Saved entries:
──────────
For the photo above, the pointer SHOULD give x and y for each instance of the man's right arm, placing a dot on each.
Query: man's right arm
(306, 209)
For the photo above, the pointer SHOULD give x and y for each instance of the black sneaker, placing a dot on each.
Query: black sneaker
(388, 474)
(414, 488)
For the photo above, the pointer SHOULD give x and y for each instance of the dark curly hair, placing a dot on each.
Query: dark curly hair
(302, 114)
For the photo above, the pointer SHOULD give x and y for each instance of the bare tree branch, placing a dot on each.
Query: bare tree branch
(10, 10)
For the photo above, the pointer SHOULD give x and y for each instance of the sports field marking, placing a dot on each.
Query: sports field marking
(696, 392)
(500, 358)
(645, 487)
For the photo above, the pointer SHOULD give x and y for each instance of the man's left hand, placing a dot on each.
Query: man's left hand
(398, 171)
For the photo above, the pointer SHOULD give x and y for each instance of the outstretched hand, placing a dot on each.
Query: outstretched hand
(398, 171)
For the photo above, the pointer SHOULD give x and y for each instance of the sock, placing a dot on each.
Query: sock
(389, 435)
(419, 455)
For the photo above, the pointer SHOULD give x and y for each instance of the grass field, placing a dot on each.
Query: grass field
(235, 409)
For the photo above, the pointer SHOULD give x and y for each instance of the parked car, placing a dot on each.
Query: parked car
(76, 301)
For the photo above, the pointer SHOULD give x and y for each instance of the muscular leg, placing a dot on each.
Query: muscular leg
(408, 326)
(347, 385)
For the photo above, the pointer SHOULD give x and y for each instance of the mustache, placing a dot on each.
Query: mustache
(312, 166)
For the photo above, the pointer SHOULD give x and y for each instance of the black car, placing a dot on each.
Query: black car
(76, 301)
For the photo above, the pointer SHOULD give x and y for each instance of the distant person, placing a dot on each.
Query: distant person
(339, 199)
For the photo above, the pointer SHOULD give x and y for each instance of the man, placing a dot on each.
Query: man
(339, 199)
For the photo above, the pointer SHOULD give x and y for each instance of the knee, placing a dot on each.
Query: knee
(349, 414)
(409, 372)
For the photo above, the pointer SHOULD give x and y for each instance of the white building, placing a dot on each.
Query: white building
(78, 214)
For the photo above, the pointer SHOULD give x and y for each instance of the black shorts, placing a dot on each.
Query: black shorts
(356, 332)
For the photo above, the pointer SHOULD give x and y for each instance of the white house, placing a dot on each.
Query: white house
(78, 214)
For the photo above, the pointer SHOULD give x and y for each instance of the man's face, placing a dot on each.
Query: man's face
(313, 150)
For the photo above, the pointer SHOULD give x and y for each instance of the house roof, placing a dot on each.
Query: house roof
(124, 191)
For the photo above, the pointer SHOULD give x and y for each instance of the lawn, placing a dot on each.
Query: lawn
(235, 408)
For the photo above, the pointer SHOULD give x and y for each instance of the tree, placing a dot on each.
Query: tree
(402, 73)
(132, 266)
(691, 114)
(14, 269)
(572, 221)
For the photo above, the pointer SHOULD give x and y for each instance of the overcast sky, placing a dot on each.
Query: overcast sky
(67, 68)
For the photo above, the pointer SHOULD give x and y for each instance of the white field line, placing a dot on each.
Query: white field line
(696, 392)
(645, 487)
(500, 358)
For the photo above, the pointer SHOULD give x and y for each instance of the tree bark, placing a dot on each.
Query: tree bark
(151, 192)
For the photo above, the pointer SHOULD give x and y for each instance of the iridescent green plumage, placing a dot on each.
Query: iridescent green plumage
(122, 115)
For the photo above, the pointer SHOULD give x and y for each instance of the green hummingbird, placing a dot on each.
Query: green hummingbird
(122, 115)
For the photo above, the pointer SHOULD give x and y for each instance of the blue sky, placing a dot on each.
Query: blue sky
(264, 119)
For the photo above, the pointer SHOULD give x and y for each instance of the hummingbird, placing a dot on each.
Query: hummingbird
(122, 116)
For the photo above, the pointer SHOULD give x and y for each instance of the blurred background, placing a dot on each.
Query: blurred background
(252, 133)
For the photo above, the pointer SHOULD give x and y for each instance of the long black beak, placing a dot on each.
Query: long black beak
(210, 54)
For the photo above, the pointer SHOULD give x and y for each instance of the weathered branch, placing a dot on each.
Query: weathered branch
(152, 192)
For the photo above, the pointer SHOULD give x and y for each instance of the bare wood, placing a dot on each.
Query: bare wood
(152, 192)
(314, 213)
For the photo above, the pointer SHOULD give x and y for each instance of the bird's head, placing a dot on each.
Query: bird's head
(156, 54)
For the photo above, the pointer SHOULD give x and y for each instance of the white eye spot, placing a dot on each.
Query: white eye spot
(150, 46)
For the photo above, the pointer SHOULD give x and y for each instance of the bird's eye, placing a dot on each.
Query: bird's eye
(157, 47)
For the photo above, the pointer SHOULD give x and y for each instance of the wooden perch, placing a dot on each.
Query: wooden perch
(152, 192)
──────────
- _EXERCISE GOAL_
Each of the records is to be repeated word for word.

- _SOLUTION FOR THIS TASK_
For the photo above, the pointer SHOULD give x and y for each instance of the man's right arm, placing a dot on each.
Query: man's right arm
(306, 209)
For the photo above, the pointer SHOULD give x and y for each instance of the black sneaker, placing a dot on each.
Query: black sneaker
(388, 474)
(414, 488)
For the photo above, the pointer SHOULD give x and y for each instance of the dark curly hair, placing a dot on each.
Query: dark curly hair
(302, 114)
For the photo above, the pointer SHOULD give x and y for each instance of the bare tree branch, placing a dot on each.
Query: bare tree branch
(10, 10)
For the photo above, the pointer SHOULD give x and y for each instance of the sports field marking, placing a dot on each.
Query: sports field marking
(696, 392)
(500, 358)
(645, 487)
For the photo above, the pointer SHOULD give x and y for each instance of the man's left hand, placing a dot on each.
Query: man's left hand
(398, 171)
For the photo above, the pointer SHOULD give x and y for each instance of the outstretched hand, placing a dot on each.
Query: outstretched hand
(398, 171)
For the photo above, the pointer SHOULD give x and y for each instance of the sock, placing a dot on each.
Query: sock
(389, 435)
(419, 455)
For the photo above, the pointer SHOULD give x and y for each instance of the grass field, placing a dot on each.
Query: grass field
(235, 409)
For the photo above, the pointer SHOULD give x and y for each instance of the parked car, placing a dot on each.
Query: parked car
(76, 301)
For the photo above, the pointer SHOULD give x and y for each instance of the muscular leg, placing a dot on each.
Query: muscular leg
(408, 326)
(347, 385)
For the photo above, the pointer SHOULD give x and y for each instance of the mustache, placing a dot on each.
Query: mustache
(312, 166)
For the photo above, the pointer SHOULD give x and y for each instance of the black car, placing a dot on each.
Query: black car
(76, 301)
For the photo above, the pointer SHOULD give x and y for each instance of the distant person, placing a dot on each.
Query: distant person
(339, 199)
For the photo above, the pointer SHOULD give x and y for each instance of the man, placing a dot on each.
Query: man
(339, 199)
For the photo above, the pointer SHOULD give x and y for each instance of the knee, placing a dot on each.
Query: knee
(349, 414)
(409, 372)
For the photo above, the pointer SHOULD give x and y for each instance of the white building, placing a dot on each.
Query: white building
(78, 214)
For the photo above, the pointer SHOULD give x and y for each instance of the black shorts, placing a dot on each.
Query: black shorts
(356, 332)
For the photo above, the pointer SHOULD give x and y for each instance of the white house, placing a dot on each.
Query: white house
(78, 214)
For the photo above, the pointer SHOULD give x and y for each instance of the man's face, placing a dot on each.
Query: man's face
(313, 150)
For the photo above, the pointer SHOULD give x and y for each instance of the house roof, placing a dot on each.
Query: house roof
(124, 191)
For the photo above, the pointer SHOULD give x and y for each instance of the lawn, placing a dot on each.
Query: lawn
(235, 408)
For the photo above, the pointer SHOULD give x and y for each instance of the tree, placing a dot on each.
Query: tree
(402, 73)
(132, 266)
(691, 114)
(14, 269)
(572, 221)
For the photo above, the pointer SHOULD give x and y for each instance of the overcast sky, placing a dot on each.
Query: overcast sky
(67, 68)
For the photo above, the pointer SHOULD give x and y for each instance of the white field line, placing a dot on each.
Query: white field line
(696, 392)
(645, 487)
(500, 358)
For the photo above, the pointer SHOULD give x and y for each instance of the tree bark, placing a dot on each.
Query: tree bark
(151, 192)
For the photo above, the pointer SHOULD give x and y for each instance of the iridescent green plumage, placing a dot on each.
Query: iridescent green plumage
(122, 115)
For the photo above, the pointer SHOULD give x and y for each instance of the green hummingbird, placing a dot on each.
Query: green hummingbird
(122, 115)
For the photo above, the pointer SHOULD give x and y for each instance of the blue sky, placing a dot on each.
Query: blue sky
(264, 119)
For the photo above, the pointer SHOULD give x and y for each instance of the hummingbird, placing a dot on each.
Query: hummingbird
(122, 116)
For the photo above, the pointer SHOULD give x and y for each instance of the blurred background, placing a dot on each.
Query: blurred background
(252, 133)
For the photo above, the pointer SHOULD give x and y for each instance of the long black beak, placing a dot on each.
Query: long black beak
(210, 54)
For the photo above, the pointer SHOULD give x and y for each instance of the weathered branch, placing a dot on each.
Query: weathered branch
(152, 192)
For the photo above, the pointer SHOULD give x and y for each instance of the bare wood, placing a dot on each.
Query: bare wood
(152, 192)
(314, 213)
For the photo above, the pointer SHOULD give x and y for each instance of the bird's head, placing a dot on each.
Query: bird's head
(156, 54)
For the photo above, the pointer SHOULD give x and y for each instance of the white eye spot, placing a dot on each.
Query: white eye spot
(150, 46)
For the photo above, the pointer SHOULD give x and y for each instance of the bird's eye, placing a dot on each.
Query: bird's eye
(157, 47)
For the photo above, the pointer SHOULD give x and y for each instance of the wooden perch, placing a dot on each.
Query: wooden perch
(152, 192)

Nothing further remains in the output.